(Rows from a pointing dataset)
○ ○ ○ ○ ○
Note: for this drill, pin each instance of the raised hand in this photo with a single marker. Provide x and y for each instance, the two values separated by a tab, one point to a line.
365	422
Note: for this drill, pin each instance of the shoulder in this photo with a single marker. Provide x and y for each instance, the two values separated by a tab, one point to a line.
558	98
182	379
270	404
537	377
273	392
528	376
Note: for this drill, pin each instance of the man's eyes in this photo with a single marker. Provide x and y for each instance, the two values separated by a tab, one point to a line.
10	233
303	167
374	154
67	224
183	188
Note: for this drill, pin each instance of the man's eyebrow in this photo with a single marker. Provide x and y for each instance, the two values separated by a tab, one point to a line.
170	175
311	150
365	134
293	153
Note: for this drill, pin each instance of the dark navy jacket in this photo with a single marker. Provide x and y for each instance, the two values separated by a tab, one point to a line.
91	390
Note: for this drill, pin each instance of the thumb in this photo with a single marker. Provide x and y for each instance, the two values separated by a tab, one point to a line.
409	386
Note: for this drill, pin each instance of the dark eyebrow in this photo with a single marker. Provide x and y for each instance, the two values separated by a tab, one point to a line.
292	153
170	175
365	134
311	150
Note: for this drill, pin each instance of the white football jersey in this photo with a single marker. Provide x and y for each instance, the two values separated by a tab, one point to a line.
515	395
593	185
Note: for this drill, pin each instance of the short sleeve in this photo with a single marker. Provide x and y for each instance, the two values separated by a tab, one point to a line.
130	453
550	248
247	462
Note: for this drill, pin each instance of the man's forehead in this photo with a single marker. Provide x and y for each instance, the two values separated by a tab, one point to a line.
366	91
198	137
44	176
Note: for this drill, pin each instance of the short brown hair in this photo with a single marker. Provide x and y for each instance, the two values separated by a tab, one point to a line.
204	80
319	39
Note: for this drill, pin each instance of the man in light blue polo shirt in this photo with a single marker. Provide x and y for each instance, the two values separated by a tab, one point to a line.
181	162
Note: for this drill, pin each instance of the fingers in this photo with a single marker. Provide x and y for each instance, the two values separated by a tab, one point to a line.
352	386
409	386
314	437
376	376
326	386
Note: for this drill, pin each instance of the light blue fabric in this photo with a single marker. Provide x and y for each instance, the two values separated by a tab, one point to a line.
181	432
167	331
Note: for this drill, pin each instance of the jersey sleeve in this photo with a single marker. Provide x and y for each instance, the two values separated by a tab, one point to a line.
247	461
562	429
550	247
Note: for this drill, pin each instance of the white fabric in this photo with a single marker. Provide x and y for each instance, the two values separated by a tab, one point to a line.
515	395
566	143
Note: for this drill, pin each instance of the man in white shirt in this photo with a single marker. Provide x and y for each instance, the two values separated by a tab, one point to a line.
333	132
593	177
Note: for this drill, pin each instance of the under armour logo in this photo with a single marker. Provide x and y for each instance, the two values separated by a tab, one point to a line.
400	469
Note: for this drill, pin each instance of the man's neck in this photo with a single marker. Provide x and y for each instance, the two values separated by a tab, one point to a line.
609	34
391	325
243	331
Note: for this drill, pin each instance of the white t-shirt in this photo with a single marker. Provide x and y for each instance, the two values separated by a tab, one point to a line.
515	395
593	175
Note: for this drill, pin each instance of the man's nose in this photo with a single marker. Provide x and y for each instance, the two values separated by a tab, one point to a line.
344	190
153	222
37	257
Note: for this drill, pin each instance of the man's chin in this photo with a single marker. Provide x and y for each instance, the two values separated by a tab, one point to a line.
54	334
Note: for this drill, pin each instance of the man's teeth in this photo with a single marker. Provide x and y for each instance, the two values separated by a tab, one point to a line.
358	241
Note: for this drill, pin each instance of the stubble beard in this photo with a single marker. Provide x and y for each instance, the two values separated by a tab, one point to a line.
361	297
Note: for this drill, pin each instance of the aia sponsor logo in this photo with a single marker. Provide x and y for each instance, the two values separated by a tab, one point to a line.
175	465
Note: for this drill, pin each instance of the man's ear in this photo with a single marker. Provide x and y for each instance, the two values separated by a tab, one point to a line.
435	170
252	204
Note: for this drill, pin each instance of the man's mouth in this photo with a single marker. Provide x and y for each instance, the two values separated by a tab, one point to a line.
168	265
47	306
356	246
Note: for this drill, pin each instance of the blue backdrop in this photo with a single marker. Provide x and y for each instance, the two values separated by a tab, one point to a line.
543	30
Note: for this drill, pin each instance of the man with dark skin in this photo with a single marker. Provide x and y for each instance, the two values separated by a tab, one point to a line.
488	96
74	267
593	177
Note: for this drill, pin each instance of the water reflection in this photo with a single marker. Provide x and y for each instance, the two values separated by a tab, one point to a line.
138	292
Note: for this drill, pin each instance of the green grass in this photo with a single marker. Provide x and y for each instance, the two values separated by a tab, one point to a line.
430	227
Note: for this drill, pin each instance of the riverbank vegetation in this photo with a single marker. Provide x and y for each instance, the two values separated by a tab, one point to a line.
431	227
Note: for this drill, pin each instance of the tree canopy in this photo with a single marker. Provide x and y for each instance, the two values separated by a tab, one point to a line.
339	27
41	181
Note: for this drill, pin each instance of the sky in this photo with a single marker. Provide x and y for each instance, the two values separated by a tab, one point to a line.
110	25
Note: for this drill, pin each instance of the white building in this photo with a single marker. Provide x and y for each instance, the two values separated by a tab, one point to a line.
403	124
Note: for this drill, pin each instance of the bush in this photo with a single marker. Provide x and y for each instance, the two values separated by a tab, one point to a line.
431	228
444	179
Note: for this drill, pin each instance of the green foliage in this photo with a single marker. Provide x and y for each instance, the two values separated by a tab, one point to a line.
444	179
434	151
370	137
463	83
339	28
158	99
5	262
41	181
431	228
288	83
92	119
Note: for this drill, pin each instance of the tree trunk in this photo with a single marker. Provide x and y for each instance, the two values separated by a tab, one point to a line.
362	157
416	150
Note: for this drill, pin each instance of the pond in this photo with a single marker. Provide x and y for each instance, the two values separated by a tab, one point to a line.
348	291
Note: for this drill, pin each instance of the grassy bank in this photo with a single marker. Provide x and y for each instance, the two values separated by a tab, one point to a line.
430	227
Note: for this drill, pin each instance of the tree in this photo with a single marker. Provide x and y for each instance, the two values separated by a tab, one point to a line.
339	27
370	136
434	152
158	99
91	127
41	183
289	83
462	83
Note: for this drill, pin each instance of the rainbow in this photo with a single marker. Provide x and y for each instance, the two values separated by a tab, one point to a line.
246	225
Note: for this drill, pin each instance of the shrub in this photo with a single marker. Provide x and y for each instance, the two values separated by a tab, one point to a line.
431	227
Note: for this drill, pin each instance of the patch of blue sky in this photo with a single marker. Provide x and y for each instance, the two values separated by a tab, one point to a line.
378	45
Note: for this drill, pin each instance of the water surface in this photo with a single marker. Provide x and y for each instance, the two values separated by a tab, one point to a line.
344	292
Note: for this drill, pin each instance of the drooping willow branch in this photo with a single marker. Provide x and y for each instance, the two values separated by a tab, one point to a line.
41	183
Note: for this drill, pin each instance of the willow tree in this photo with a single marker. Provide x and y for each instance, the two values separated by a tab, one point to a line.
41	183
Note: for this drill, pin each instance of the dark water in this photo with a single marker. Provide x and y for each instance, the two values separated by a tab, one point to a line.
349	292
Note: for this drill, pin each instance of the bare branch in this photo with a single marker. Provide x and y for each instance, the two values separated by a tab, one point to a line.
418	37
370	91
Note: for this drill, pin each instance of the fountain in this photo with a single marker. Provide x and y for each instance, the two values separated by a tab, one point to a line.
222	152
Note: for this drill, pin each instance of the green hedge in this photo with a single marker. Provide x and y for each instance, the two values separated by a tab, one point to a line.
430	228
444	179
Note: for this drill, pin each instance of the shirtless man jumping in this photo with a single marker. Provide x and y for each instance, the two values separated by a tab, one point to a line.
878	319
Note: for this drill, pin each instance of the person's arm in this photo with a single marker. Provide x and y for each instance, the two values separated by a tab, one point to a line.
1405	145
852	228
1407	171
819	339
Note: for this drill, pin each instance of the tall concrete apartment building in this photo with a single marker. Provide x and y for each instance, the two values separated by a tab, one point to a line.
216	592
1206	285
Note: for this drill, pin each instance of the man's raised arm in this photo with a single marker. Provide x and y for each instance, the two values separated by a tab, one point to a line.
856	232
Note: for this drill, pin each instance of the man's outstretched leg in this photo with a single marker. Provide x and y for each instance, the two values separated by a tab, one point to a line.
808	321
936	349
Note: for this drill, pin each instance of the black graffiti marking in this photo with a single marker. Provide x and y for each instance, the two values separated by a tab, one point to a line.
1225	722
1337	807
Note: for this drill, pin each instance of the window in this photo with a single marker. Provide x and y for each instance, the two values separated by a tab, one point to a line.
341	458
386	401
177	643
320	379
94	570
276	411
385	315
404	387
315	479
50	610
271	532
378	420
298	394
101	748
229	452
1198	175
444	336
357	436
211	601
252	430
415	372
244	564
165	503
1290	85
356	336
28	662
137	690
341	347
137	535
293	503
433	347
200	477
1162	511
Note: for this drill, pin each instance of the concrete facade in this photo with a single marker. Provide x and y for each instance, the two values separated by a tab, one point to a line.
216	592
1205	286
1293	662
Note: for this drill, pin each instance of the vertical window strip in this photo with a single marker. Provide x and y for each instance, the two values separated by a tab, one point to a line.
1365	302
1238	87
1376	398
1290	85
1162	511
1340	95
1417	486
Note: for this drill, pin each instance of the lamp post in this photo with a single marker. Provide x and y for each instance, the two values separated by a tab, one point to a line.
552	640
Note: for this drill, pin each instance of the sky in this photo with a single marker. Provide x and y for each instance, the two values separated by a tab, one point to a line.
○ ○ ○ ○ ○
== Brief ==
Give again, word for word, every line from the one holding "Note: for this drill, pin each instance of the concrete" to the end of the data.

== Full answer ==
Note: for this drill, pin each instance of the concrete facade in this photo with a single marker. Provide x and y for each instance, the two values separated by a tab, one point to a line.
216	592
1205	286
1293	662
Note: for this drill, pin each instance of the vertical window strip in this photo with a single marker. Provide x and y for each instance, the two values separated by a tab, one point to a line.
1365	302
1238	87
1376	398
1290	85
1162	511
1340	95
1417	486
Note: for this drill, pin each instance of the lamp post in this photo with a single marker. Provide x and y for each instance, the two values separated by a tab, one point to a line.
552	640
Note: for this drill, pin each instance of the sky in this photo with a single marker. Provide x and y for each instance, the two values separated by a tab, one point to a line.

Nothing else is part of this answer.